Prompt:
The required output is a copy of each line in the material below that includes "building".
Supplied data section start
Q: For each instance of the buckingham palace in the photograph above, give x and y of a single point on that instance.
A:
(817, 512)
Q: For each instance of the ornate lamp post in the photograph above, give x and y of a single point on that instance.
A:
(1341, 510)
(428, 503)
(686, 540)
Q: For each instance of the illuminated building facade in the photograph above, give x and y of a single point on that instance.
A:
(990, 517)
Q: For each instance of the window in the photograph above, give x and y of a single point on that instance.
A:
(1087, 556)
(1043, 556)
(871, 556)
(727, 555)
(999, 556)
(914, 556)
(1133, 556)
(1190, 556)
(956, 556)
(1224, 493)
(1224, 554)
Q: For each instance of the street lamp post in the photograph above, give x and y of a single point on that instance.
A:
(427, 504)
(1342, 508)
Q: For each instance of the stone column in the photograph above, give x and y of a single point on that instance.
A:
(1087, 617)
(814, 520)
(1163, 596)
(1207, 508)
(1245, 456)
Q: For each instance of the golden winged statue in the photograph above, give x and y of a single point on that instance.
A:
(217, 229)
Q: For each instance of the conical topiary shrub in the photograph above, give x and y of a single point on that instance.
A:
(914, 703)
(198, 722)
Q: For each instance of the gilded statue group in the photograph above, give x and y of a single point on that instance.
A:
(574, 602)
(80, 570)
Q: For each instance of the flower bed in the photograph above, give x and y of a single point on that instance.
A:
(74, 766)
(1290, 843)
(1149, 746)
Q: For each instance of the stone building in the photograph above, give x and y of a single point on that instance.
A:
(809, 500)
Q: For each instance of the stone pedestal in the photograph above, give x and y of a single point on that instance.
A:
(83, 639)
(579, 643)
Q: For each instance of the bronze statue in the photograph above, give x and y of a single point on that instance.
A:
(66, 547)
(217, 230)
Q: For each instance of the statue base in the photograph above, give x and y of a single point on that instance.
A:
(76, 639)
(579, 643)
Supplied data section end
Supplied data section start
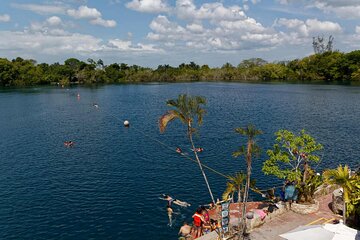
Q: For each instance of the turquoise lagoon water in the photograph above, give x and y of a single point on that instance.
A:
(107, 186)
Supplied data section end
Output for this exercise:
Q: For each instance of the illuminated building facade in the photograph above, give x and y of a single point on that instance.
Q: For each instance of the stone building in the photograph above, give x and y of a single point on that instance.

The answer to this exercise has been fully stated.